__EXTRACTED RECORDS__:
• • • • • • •

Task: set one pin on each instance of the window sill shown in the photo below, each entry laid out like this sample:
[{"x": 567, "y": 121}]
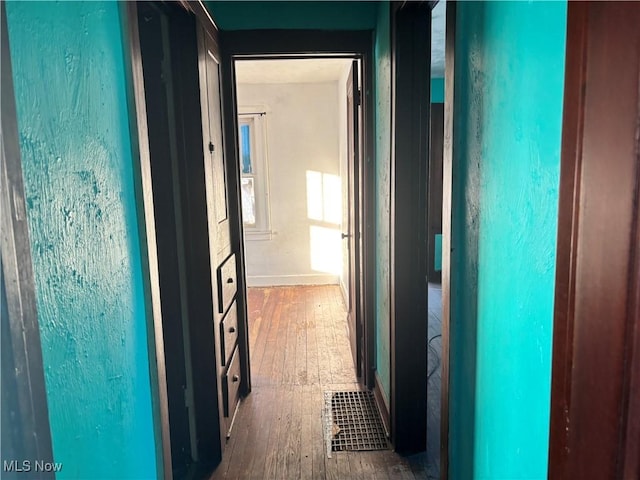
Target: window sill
[{"x": 257, "y": 235}]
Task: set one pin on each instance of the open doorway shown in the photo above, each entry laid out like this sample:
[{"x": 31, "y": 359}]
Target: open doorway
[
  {"x": 435, "y": 231},
  {"x": 298, "y": 148}
]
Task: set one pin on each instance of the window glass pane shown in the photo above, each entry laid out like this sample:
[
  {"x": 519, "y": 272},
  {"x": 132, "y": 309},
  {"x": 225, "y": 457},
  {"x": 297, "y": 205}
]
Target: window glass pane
[
  {"x": 245, "y": 148},
  {"x": 248, "y": 201}
]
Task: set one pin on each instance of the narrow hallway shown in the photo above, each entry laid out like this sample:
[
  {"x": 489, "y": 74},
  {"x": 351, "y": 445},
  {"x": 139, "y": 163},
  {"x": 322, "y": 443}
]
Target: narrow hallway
[{"x": 299, "y": 349}]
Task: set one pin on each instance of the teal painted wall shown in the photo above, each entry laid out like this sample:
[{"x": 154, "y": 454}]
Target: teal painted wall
[
  {"x": 437, "y": 90},
  {"x": 508, "y": 114},
  {"x": 77, "y": 163},
  {"x": 241, "y": 15},
  {"x": 382, "y": 81}
]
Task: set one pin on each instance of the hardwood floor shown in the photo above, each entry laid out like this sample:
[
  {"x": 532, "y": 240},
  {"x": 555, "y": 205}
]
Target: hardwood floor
[{"x": 299, "y": 349}]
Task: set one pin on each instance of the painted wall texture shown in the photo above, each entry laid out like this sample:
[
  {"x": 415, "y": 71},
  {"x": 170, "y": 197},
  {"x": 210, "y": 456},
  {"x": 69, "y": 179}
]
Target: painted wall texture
[
  {"x": 241, "y": 15},
  {"x": 508, "y": 114},
  {"x": 437, "y": 90},
  {"x": 77, "y": 163},
  {"x": 382, "y": 82},
  {"x": 304, "y": 184}
]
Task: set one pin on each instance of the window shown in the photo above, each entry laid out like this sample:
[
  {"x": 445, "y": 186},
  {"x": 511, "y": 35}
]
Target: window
[{"x": 254, "y": 173}]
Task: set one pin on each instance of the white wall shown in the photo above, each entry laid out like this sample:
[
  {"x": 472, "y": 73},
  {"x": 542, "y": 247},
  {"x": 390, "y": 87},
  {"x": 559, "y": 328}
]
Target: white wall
[
  {"x": 343, "y": 151},
  {"x": 303, "y": 149}
]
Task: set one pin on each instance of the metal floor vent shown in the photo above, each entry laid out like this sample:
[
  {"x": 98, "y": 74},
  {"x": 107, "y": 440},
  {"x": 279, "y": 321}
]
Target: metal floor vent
[{"x": 353, "y": 422}]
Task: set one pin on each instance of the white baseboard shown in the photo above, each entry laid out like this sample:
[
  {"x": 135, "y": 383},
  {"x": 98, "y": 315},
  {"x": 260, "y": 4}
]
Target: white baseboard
[{"x": 282, "y": 280}]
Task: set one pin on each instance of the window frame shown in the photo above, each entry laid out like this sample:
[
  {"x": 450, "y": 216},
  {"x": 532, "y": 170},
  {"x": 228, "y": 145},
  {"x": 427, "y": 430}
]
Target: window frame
[{"x": 255, "y": 117}]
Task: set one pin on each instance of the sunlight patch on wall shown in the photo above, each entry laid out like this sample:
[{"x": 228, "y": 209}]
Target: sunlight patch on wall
[
  {"x": 324, "y": 205},
  {"x": 326, "y": 249},
  {"x": 324, "y": 197}
]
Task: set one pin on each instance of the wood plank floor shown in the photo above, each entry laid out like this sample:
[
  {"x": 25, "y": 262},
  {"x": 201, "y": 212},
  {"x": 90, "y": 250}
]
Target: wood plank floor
[{"x": 299, "y": 349}]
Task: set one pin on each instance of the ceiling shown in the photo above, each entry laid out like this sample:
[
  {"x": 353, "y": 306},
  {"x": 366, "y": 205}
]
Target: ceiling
[
  {"x": 331, "y": 69},
  {"x": 437, "y": 39},
  {"x": 318, "y": 70}
]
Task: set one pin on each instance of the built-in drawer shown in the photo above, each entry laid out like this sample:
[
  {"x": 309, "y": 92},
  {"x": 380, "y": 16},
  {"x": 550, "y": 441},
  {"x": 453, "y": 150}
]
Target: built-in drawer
[
  {"x": 228, "y": 334},
  {"x": 226, "y": 283},
  {"x": 231, "y": 385}
]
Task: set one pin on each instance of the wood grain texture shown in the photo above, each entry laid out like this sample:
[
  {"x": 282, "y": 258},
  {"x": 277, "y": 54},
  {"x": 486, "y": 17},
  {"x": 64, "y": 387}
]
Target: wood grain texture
[
  {"x": 299, "y": 349},
  {"x": 596, "y": 315}
]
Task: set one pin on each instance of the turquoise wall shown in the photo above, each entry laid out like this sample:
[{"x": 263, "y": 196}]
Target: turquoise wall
[
  {"x": 382, "y": 84},
  {"x": 508, "y": 113},
  {"x": 241, "y": 15},
  {"x": 73, "y": 124},
  {"x": 437, "y": 90}
]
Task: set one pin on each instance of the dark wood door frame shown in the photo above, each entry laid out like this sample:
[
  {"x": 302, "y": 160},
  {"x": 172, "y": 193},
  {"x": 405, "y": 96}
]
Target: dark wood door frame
[
  {"x": 447, "y": 186},
  {"x": 411, "y": 78},
  {"x": 26, "y": 433},
  {"x": 257, "y": 44},
  {"x": 186, "y": 32},
  {"x": 596, "y": 338}
]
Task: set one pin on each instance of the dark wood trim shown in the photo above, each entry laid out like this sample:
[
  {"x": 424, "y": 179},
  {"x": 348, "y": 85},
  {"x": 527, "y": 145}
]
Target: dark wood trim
[
  {"x": 306, "y": 44},
  {"x": 146, "y": 222},
  {"x": 28, "y": 431},
  {"x": 447, "y": 185},
  {"x": 597, "y": 304},
  {"x": 383, "y": 406},
  {"x": 570, "y": 166},
  {"x": 296, "y": 43},
  {"x": 411, "y": 73}
]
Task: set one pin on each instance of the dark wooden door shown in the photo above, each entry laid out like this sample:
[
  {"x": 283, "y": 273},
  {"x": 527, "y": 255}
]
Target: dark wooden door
[
  {"x": 352, "y": 236},
  {"x": 595, "y": 411}
]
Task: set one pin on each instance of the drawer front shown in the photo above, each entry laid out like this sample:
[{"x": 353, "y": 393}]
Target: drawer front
[
  {"x": 231, "y": 385},
  {"x": 226, "y": 283},
  {"x": 228, "y": 334}
]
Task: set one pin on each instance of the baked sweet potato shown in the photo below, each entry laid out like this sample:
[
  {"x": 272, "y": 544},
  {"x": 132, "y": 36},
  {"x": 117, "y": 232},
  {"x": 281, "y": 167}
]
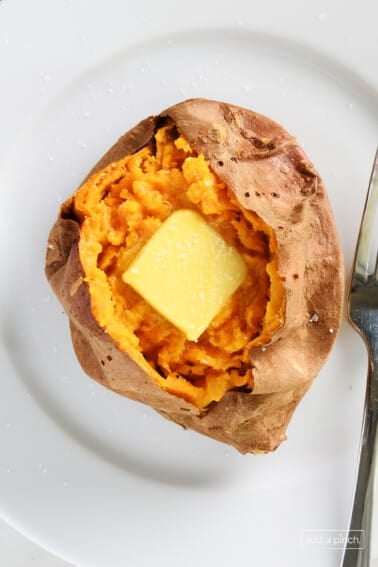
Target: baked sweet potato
[{"x": 242, "y": 379}]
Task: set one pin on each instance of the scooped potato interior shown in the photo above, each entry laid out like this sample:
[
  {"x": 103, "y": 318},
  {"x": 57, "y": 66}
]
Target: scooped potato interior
[{"x": 119, "y": 209}]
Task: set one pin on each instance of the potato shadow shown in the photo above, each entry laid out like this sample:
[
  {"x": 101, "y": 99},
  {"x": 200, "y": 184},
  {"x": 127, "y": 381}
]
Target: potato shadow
[{"x": 144, "y": 466}]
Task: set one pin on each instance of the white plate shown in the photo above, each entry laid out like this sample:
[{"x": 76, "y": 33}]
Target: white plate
[{"x": 95, "y": 478}]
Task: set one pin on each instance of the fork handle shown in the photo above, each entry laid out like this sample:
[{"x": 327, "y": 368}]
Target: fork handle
[{"x": 359, "y": 555}]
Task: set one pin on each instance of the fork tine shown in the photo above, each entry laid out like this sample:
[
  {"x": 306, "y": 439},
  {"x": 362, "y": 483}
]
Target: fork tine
[{"x": 361, "y": 263}]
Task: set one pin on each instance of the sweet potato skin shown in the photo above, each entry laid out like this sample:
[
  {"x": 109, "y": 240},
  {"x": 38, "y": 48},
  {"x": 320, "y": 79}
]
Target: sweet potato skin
[{"x": 269, "y": 174}]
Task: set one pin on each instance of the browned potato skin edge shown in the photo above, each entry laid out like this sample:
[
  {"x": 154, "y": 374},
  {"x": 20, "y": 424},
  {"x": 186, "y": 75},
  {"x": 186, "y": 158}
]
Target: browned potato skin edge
[{"x": 270, "y": 174}]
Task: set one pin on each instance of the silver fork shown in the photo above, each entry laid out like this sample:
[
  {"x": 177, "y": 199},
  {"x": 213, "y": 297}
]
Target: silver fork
[{"x": 363, "y": 314}]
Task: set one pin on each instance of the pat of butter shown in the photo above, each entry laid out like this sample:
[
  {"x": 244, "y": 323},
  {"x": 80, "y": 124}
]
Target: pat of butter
[{"x": 187, "y": 272}]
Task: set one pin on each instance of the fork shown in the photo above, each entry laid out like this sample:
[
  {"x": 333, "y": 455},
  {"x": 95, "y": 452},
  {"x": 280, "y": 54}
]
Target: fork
[{"x": 363, "y": 315}]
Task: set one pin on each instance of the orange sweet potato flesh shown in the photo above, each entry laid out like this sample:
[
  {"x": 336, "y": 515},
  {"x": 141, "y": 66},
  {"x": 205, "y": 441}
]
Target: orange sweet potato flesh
[{"x": 242, "y": 380}]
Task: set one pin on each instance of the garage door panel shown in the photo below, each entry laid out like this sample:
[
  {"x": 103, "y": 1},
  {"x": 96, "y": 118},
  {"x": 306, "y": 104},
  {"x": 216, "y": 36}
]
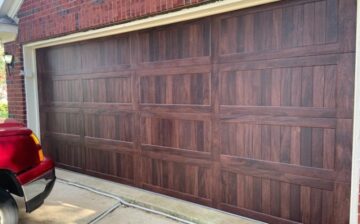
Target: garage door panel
[
  {"x": 181, "y": 134},
  {"x": 291, "y": 202},
  {"x": 104, "y": 161},
  {"x": 63, "y": 122},
  {"x": 178, "y": 177},
  {"x": 313, "y": 86},
  {"x": 176, "y": 89},
  {"x": 65, "y": 150},
  {"x": 299, "y": 24},
  {"x": 105, "y": 53},
  {"x": 107, "y": 90},
  {"x": 113, "y": 126},
  {"x": 306, "y": 146},
  {"x": 248, "y": 111},
  {"x": 187, "y": 40}
]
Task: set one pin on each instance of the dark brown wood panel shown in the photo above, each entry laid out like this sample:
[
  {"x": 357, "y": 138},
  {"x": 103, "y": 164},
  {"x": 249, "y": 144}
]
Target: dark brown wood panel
[{"x": 249, "y": 111}]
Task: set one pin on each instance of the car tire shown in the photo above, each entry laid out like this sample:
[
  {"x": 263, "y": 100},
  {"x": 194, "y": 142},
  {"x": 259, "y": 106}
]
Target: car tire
[{"x": 9, "y": 213}]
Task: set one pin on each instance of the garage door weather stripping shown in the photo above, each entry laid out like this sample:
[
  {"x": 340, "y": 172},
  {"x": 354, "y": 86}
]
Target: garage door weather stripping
[{"x": 120, "y": 202}]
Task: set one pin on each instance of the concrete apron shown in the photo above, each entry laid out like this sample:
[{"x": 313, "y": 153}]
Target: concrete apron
[{"x": 75, "y": 200}]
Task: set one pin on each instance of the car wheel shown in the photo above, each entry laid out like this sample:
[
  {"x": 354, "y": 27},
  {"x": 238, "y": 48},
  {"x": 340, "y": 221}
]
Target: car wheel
[{"x": 8, "y": 209}]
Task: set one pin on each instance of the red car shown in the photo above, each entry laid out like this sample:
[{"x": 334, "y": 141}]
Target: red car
[{"x": 24, "y": 171}]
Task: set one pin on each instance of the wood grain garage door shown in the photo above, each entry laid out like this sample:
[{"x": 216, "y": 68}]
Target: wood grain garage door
[{"x": 250, "y": 111}]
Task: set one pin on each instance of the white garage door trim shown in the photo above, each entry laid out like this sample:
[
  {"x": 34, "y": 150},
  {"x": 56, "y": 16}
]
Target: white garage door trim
[{"x": 31, "y": 90}]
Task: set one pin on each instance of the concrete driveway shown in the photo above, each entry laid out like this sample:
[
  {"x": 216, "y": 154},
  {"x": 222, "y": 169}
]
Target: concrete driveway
[{"x": 78, "y": 198}]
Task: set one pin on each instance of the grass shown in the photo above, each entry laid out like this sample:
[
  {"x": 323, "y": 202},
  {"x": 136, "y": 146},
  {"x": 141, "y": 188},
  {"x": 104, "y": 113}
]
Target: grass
[{"x": 4, "y": 113}]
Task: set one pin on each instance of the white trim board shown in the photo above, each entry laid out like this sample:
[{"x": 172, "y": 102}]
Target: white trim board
[{"x": 31, "y": 86}]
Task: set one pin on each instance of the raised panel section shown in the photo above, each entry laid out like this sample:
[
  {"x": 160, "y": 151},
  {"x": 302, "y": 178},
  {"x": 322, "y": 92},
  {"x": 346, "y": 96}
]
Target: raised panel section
[
  {"x": 108, "y": 162},
  {"x": 276, "y": 199},
  {"x": 107, "y": 90},
  {"x": 63, "y": 151},
  {"x": 62, "y": 122},
  {"x": 189, "y": 40},
  {"x": 63, "y": 91},
  {"x": 305, "y": 146},
  {"x": 105, "y": 53},
  {"x": 111, "y": 126},
  {"x": 178, "y": 177},
  {"x": 176, "y": 89},
  {"x": 313, "y": 86},
  {"x": 175, "y": 133},
  {"x": 297, "y": 25}
]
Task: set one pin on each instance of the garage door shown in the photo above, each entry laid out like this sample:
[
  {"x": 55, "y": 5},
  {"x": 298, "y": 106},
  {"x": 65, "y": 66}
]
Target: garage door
[{"x": 249, "y": 112}]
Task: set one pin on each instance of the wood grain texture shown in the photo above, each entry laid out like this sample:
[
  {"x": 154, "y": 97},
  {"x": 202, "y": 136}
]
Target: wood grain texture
[{"x": 248, "y": 111}]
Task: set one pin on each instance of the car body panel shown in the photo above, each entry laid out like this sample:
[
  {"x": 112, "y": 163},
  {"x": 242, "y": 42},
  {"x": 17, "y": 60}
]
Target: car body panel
[{"x": 21, "y": 156}]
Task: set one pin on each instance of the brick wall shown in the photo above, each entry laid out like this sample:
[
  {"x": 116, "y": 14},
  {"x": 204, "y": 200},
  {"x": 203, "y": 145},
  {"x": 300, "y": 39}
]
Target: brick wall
[
  {"x": 44, "y": 19},
  {"x": 15, "y": 84},
  {"x": 41, "y": 19}
]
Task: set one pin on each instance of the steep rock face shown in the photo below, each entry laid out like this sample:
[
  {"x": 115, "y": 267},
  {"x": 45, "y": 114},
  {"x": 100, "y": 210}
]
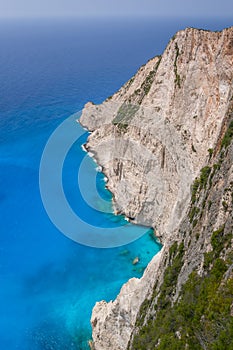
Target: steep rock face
[{"x": 152, "y": 138}]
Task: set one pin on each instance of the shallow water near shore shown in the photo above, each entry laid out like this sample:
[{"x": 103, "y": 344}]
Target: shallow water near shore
[{"x": 48, "y": 71}]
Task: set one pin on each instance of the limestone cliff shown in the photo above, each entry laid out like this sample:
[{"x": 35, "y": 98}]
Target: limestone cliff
[{"x": 152, "y": 138}]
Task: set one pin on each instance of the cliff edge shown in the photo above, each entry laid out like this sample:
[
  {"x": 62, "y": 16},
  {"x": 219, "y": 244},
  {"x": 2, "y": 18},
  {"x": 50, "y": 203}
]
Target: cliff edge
[{"x": 153, "y": 138}]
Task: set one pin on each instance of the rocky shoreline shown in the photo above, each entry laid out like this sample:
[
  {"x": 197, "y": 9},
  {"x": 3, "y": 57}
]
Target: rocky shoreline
[{"x": 152, "y": 139}]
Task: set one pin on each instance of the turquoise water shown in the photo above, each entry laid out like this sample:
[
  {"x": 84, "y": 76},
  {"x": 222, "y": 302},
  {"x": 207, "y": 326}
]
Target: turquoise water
[{"x": 48, "y": 71}]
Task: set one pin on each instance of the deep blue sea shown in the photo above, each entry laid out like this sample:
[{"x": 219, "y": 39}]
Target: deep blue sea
[{"x": 48, "y": 71}]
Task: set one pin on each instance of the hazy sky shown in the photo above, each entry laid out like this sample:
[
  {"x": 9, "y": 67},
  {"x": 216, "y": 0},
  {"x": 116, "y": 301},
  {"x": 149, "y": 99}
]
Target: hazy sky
[{"x": 174, "y": 8}]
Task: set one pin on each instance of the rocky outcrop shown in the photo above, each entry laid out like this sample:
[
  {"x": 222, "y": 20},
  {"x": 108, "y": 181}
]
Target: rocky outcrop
[{"x": 152, "y": 138}]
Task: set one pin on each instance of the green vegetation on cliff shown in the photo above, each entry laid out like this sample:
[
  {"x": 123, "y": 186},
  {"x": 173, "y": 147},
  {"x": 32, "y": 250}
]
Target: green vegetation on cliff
[
  {"x": 201, "y": 318},
  {"x": 202, "y": 315}
]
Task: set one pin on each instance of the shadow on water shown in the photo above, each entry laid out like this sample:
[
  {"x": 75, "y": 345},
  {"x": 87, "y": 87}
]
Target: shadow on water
[{"x": 50, "y": 336}]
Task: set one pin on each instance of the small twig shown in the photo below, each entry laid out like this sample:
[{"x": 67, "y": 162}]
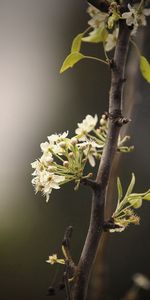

• • • • • • •

__PROBLEM DETAILS__: Copy the records word for word, starting at the line containing "Task: set one pin on each instance of the small" and continuing through the end of the records. Leave the pictures out of your copy.

__EXERCISE OUTPUT__:
Task: set one pin on each instance of the small twig shown in the photo below, each entry laid out like this sample:
[{"x": 67, "y": 162}]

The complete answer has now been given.